### Requirements:
Reproduce the records below with "instance" switched to "object" wherever it occurs, changing nothing else. Leave the pictures out.

— BEGIN —

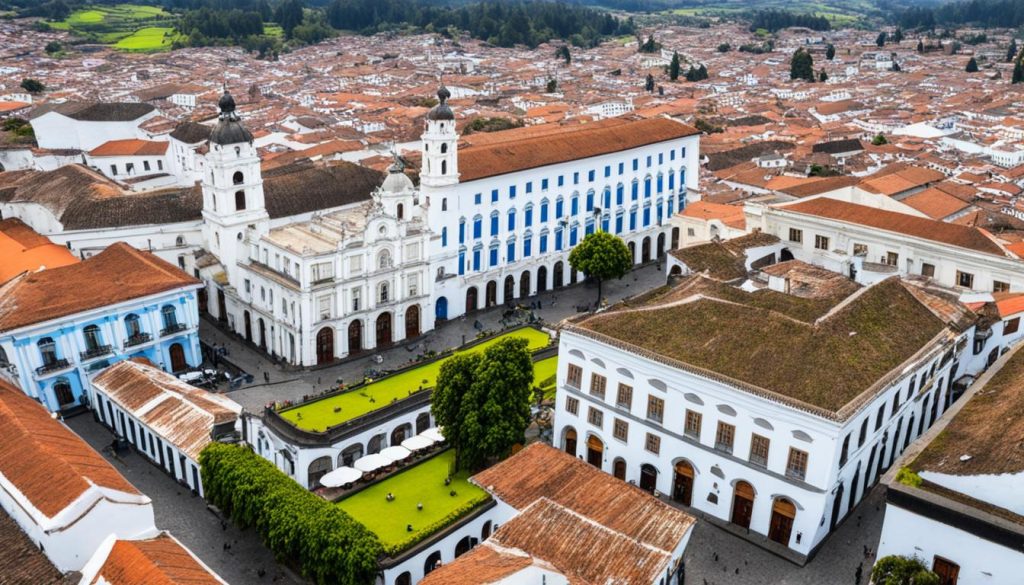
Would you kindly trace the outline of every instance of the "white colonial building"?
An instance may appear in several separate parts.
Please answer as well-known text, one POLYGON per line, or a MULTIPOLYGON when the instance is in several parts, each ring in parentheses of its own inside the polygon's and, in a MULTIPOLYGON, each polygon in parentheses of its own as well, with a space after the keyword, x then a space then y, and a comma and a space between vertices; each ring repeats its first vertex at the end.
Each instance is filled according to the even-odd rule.
POLYGON ((945 411, 973 314, 898 279, 810 276, 788 294, 690 277, 567 324, 558 445, 812 555, 945 411))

— END —

### Correct output:
Would you kindly trace the outline of every object of the "white colonial building"?
An object may appear in several separate parts.
Please answer as well-known text, one POLYGON per line, or a MULTIPOLYGON when the object is in several parts, each ring in parentheses of its own inside the polygon's and, in a MULTIPOLYGON, each polygon in parentheses of its own as well, with a space after the keyword, x then a space then y, and a comma and a space between vertices; each ring repeats its first vertex at the end.
Each object is filled according to the even-odd rule.
POLYGON ((945 411, 973 314, 898 279, 810 276, 788 294, 690 277, 567 324, 558 445, 812 555, 945 411))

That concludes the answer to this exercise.